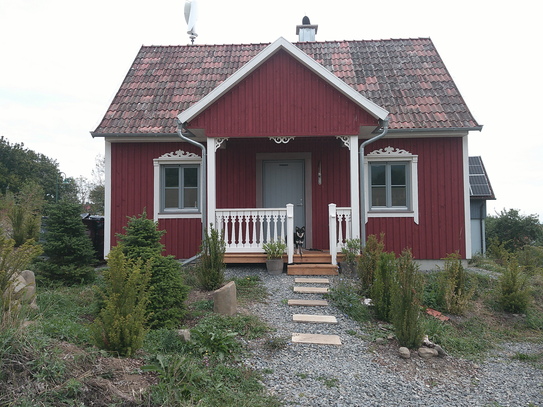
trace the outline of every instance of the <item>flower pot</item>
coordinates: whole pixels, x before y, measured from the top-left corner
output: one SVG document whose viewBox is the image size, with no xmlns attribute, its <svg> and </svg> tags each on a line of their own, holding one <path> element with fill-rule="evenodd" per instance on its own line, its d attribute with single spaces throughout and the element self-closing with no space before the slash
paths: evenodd
<svg viewBox="0 0 543 407">
<path fill-rule="evenodd" d="M 266 268 L 270 274 L 281 274 L 283 272 L 283 259 L 266 260 Z"/>
</svg>

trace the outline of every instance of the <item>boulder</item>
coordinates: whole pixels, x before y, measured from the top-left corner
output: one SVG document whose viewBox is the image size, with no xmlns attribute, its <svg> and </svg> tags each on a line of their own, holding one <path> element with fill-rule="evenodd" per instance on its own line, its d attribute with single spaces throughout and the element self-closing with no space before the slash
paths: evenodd
<svg viewBox="0 0 543 407">
<path fill-rule="evenodd" d="M 29 305 L 32 309 L 38 309 L 36 304 L 36 277 L 30 270 L 23 270 L 14 274 L 10 279 L 10 286 L 4 292 L 4 298 L 12 302 Z"/>
<path fill-rule="evenodd" d="M 213 292 L 213 312 L 235 315 L 237 312 L 236 283 L 230 281 Z"/>
<path fill-rule="evenodd" d="M 406 347 L 402 346 L 398 352 L 400 353 L 400 357 L 403 358 L 403 359 L 409 359 L 411 357 L 411 352 L 409 352 L 409 349 L 407 349 Z"/>
<path fill-rule="evenodd" d="M 423 359 L 434 358 L 438 355 L 435 348 L 419 348 L 419 356 Z"/>
</svg>

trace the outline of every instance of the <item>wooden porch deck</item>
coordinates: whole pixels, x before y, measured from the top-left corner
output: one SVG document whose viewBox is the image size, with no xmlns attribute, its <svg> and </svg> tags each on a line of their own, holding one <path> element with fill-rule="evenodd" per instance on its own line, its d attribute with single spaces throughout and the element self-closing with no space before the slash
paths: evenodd
<svg viewBox="0 0 543 407">
<path fill-rule="evenodd" d="M 337 260 L 341 261 L 343 254 L 338 253 Z M 283 255 L 283 261 L 287 263 L 287 255 Z M 226 264 L 258 264 L 266 263 L 265 253 L 226 253 Z M 294 262 L 287 265 L 287 274 L 319 276 L 337 275 L 338 267 L 332 264 L 332 256 L 328 251 L 304 250 L 302 255 L 294 255 Z"/>
</svg>

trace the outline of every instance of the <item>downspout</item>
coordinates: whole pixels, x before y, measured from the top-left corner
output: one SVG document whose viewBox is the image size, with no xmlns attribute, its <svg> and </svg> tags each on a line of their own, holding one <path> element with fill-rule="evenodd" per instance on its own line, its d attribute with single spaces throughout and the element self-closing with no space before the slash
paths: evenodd
<svg viewBox="0 0 543 407">
<path fill-rule="evenodd" d="M 387 116 L 385 120 L 383 120 L 383 131 L 376 136 L 364 141 L 359 148 L 359 172 L 360 172 L 360 244 L 361 247 L 364 247 L 366 245 L 366 193 L 365 193 L 365 174 L 364 174 L 364 148 L 383 137 L 386 136 L 388 133 L 388 121 L 389 117 Z"/>
<path fill-rule="evenodd" d="M 207 194 L 206 194 L 206 191 L 207 191 L 207 173 L 206 173 L 206 168 L 207 168 L 207 153 L 206 153 L 206 148 L 203 144 L 201 143 L 198 143 L 196 140 L 192 140 L 190 138 L 187 137 L 187 135 L 191 135 L 192 137 L 196 137 L 194 135 L 194 133 L 192 133 L 189 129 L 187 129 L 187 126 L 186 126 L 186 123 L 181 123 L 179 121 L 179 119 L 177 120 L 177 134 L 179 135 L 179 137 L 181 137 L 181 139 L 183 139 L 184 141 L 186 141 L 187 143 L 190 143 L 192 144 L 193 146 L 196 146 L 196 147 L 199 147 L 201 150 L 202 150 L 202 165 L 201 165 L 201 169 L 200 169 L 200 185 L 201 185 L 201 188 L 202 188 L 202 193 L 201 193 L 201 207 L 202 207 L 202 239 L 204 238 L 204 235 L 205 235 L 205 230 L 206 230 L 206 227 L 207 227 Z M 185 262 L 183 262 L 182 264 L 185 265 L 185 264 L 188 264 L 194 260 L 196 260 L 198 257 L 200 257 L 200 254 L 197 254 L 193 257 L 191 257 L 190 259 L 186 260 Z"/>
</svg>

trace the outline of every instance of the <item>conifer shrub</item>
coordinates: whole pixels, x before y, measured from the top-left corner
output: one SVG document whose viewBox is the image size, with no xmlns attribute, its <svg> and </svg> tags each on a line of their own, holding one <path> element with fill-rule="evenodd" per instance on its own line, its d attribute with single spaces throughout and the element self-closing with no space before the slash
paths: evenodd
<svg viewBox="0 0 543 407">
<path fill-rule="evenodd" d="M 184 283 L 181 266 L 173 256 L 163 256 L 160 242 L 165 231 L 147 218 L 147 213 L 130 217 L 125 233 L 117 235 L 124 255 L 131 259 L 150 262 L 151 283 L 147 318 L 149 326 L 175 328 L 186 315 L 185 301 L 189 287 Z"/>
<path fill-rule="evenodd" d="M 46 260 L 36 264 L 37 277 L 67 284 L 92 281 L 95 252 L 81 221 L 80 206 L 68 201 L 50 205 L 43 245 Z"/>
<path fill-rule="evenodd" d="M 211 228 L 205 231 L 200 246 L 200 262 L 196 270 L 198 283 L 201 288 L 213 291 L 224 284 L 224 253 L 226 244 L 219 231 Z"/>
<path fill-rule="evenodd" d="M 371 287 L 371 299 L 377 318 L 391 322 L 392 290 L 396 279 L 396 256 L 381 253 Z"/>
<path fill-rule="evenodd" d="M 441 303 L 445 312 L 462 315 L 475 290 L 469 287 L 468 273 L 462 266 L 458 253 L 451 253 L 445 258 L 439 285 Z"/>
<path fill-rule="evenodd" d="M 530 302 L 528 280 L 515 257 L 506 264 L 505 271 L 499 280 L 499 303 L 504 311 L 525 312 Z"/>
<path fill-rule="evenodd" d="M 375 235 L 370 235 L 366 240 L 366 245 L 362 248 L 362 254 L 358 260 L 358 276 L 362 284 L 362 291 L 365 293 L 371 292 L 373 275 L 381 253 L 385 249 L 384 239 L 384 233 L 381 233 L 379 239 Z"/>
<path fill-rule="evenodd" d="M 420 346 L 423 336 L 421 300 L 424 281 L 410 250 L 397 259 L 397 278 L 392 290 L 392 324 L 400 346 Z"/>
<path fill-rule="evenodd" d="M 131 356 L 143 345 L 147 332 L 150 264 L 127 259 L 114 247 L 104 271 L 103 308 L 91 325 L 96 346 L 121 356 Z"/>
</svg>

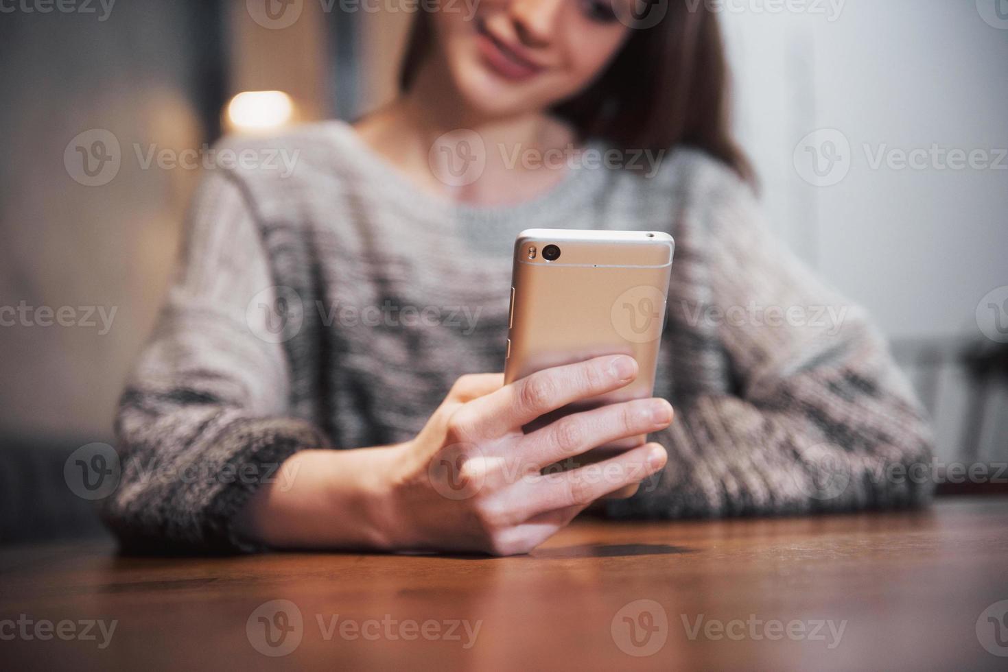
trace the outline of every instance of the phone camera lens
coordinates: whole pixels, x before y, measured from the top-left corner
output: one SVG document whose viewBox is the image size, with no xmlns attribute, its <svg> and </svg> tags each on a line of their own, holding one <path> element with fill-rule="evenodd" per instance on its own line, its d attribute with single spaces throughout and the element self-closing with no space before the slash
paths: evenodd
<svg viewBox="0 0 1008 672">
<path fill-rule="evenodd" d="M 547 245 L 542 248 L 542 258 L 546 261 L 556 261 L 560 258 L 560 249 L 555 245 Z"/>
</svg>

* Written exercise: Reproduce the data above in full, exactly as it is, with the pictures left out.

* Response for this exercise:
trace the outline of every instance of the <item>flower pot</item>
coordinates: whole pixels, x before y, measured from the top-left corner
output: one SVG document whose viewBox is the image size, with no xmlns attribute, its <svg> and </svg> tags each on a line of their own, holding one <path> element with fill-rule="evenodd" per instance on its own line, its d attribute with single spaces throughout and the element self-closing with no space before the slash
paths: evenodd
<svg viewBox="0 0 543 407">
<path fill-rule="evenodd" d="M 266 268 L 270 274 L 281 274 L 283 272 L 283 259 L 266 260 Z"/>
</svg>

trace the outline of every instance of the <item>boulder</item>
coordinates: whole pixels, x before y, measured from the top-left corner
output: one SVG document whose viewBox is the image size, with no xmlns attribute, its <svg> and </svg> tags each on a line of their own, holding one <path> element with fill-rule="evenodd" per instance on its own line, its d attribute with single spaces throughout and the element self-closing with no space before the slash
paths: evenodd
<svg viewBox="0 0 543 407">
<path fill-rule="evenodd" d="M 29 305 L 32 309 L 38 309 L 36 304 L 36 277 L 30 270 L 23 270 L 14 274 L 10 279 L 10 286 L 4 292 L 4 298 L 12 302 Z"/>
<path fill-rule="evenodd" d="M 213 292 L 213 312 L 235 315 L 237 312 L 236 283 L 230 281 Z"/>
<path fill-rule="evenodd" d="M 406 347 L 402 346 L 398 352 L 400 353 L 400 357 L 403 358 L 403 359 L 409 359 L 411 357 L 411 352 L 409 352 L 409 349 L 407 349 Z"/>
<path fill-rule="evenodd" d="M 423 359 L 434 358 L 438 355 L 435 348 L 419 348 L 419 356 Z"/>
</svg>

trace the outline of every instance of the <item>wooden porch deck</item>
coordinates: whole pixels, x before y, measured from the top-left corner
output: one SVG document whose viewBox is the image size, with no xmlns attribute, its <svg> and </svg> tags each on a line of their own, holding one <path> element with fill-rule="evenodd" per instance on its own line, its d attribute with single spaces throughout and the element self-closing with no space before the slash
paths: evenodd
<svg viewBox="0 0 543 407">
<path fill-rule="evenodd" d="M 337 260 L 341 261 L 343 254 L 338 253 Z M 283 255 L 283 261 L 287 263 L 287 255 Z M 226 264 L 258 264 L 266 263 L 265 253 L 226 253 Z M 294 262 L 287 265 L 287 274 L 319 276 L 337 275 L 338 267 L 332 264 L 332 256 L 328 251 L 304 250 L 302 255 L 294 255 Z"/>
</svg>

trace the outline of every instance of the <item>downspout</item>
coordinates: whole pixels, x before y, measured from the top-left corner
output: one SVG document whose viewBox is the image size, with no xmlns attribute, its <svg> and </svg> tags each on a line of their own, holding one <path> element with fill-rule="evenodd" per instance on its own line, its d attribute with single spaces throughout and the element self-closing with no space before the slash
paths: evenodd
<svg viewBox="0 0 543 407">
<path fill-rule="evenodd" d="M 387 116 L 385 120 L 383 120 L 383 131 L 376 136 L 364 141 L 359 148 L 359 172 L 360 172 L 360 244 L 361 247 L 364 247 L 366 245 L 366 193 L 365 193 L 365 174 L 364 174 L 364 148 L 383 137 L 386 136 L 388 133 L 388 121 L 389 117 Z"/>
<path fill-rule="evenodd" d="M 207 194 L 206 194 L 206 191 L 207 191 L 207 173 L 206 173 L 206 168 L 207 168 L 207 153 L 206 153 L 206 148 L 203 144 L 201 143 L 198 143 L 196 140 L 192 140 L 190 138 L 187 137 L 187 135 L 191 135 L 192 137 L 196 137 L 194 135 L 194 133 L 192 133 L 189 129 L 187 129 L 187 126 L 186 126 L 186 123 L 181 123 L 179 121 L 179 119 L 177 120 L 177 134 L 179 135 L 179 137 L 181 137 L 181 139 L 183 139 L 184 141 L 186 141 L 187 143 L 190 143 L 192 144 L 193 146 L 196 146 L 196 147 L 199 147 L 201 150 L 202 150 L 202 165 L 201 165 L 201 169 L 200 169 L 200 185 L 201 185 L 201 188 L 202 188 L 202 193 L 201 193 L 201 207 L 202 207 L 202 239 L 204 238 L 204 235 L 205 235 L 205 230 L 206 230 L 206 227 L 207 227 Z M 185 262 L 183 262 L 182 264 L 185 265 L 185 264 L 188 264 L 194 260 L 196 260 L 198 257 L 200 257 L 200 254 L 197 254 L 193 257 L 191 257 L 190 259 L 186 260 Z"/>
</svg>

trace the outline of every instance of the <item>conifer shrub</item>
coordinates: whole pixels, x before y, measured from the top-left corner
output: one SVG document whose viewBox is the image size, with no xmlns attribute, its <svg> and </svg> tags each on a line of their own, holding one <path> element with fill-rule="evenodd" per instance on its own line, its d attribute with single spaces throughout and the element self-closing with no space before the slash
paths: evenodd
<svg viewBox="0 0 543 407">
<path fill-rule="evenodd" d="M 184 283 L 181 266 L 173 256 L 163 256 L 160 242 L 165 231 L 147 218 L 147 213 L 130 217 L 125 233 L 117 235 L 124 255 L 131 259 L 150 262 L 151 283 L 147 318 L 149 326 L 175 328 L 186 315 L 185 301 L 189 287 Z"/>
<path fill-rule="evenodd" d="M 46 260 L 36 264 L 37 277 L 67 284 L 92 281 L 95 252 L 81 221 L 80 206 L 68 201 L 50 205 L 43 245 Z"/>
<path fill-rule="evenodd" d="M 211 228 L 205 231 L 200 246 L 200 262 L 196 270 L 198 283 L 201 288 L 213 291 L 224 284 L 224 253 L 226 244 L 219 231 Z"/>
<path fill-rule="evenodd" d="M 371 287 L 371 299 L 377 318 L 391 322 L 392 290 L 396 279 L 396 256 L 381 253 Z"/>
<path fill-rule="evenodd" d="M 441 303 L 445 312 L 462 315 L 475 290 L 469 287 L 468 273 L 462 266 L 458 253 L 451 253 L 445 258 L 439 285 Z"/>
<path fill-rule="evenodd" d="M 530 302 L 528 280 L 515 257 L 506 264 L 505 271 L 499 280 L 499 303 L 504 311 L 525 312 Z"/>
<path fill-rule="evenodd" d="M 375 235 L 370 235 L 366 240 L 366 245 L 362 248 L 362 254 L 358 260 L 358 276 L 362 284 L 362 291 L 365 293 L 371 292 L 373 275 L 381 253 L 385 249 L 384 239 L 384 233 L 381 233 L 379 239 Z"/>
<path fill-rule="evenodd" d="M 420 346 L 423 336 L 421 300 L 424 281 L 410 250 L 397 259 L 397 278 L 392 290 L 392 324 L 400 346 Z"/>
<path fill-rule="evenodd" d="M 131 356 L 143 345 L 147 332 L 150 264 L 127 259 L 114 247 L 104 271 L 103 308 L 91 325 L 96 346 L 121 356 Z"/>
</svg>

trace the outline of every instance of the phone camera lens
coordinates: whole pixels, x before y, measured from the top-left corner
output: one SVG document whose viewBox is the image size, with no xmlns attribute, its <svg> and </svg> tags each on a line of their own, holding one <path> element with fill-rule="evenodd" per instance on its own line, its d attribute with single spaces throughout and the element self-closing with no space before the slash
paths: evenodd
<svg viewBox="0 0 1008 672">
<path fill-rule="evenodd" d="M 547 245 L 542 248 L 542 258 L 546 261 L 556 261 L 560 258 L 560 249 L 555 245 Z"/>
</svg>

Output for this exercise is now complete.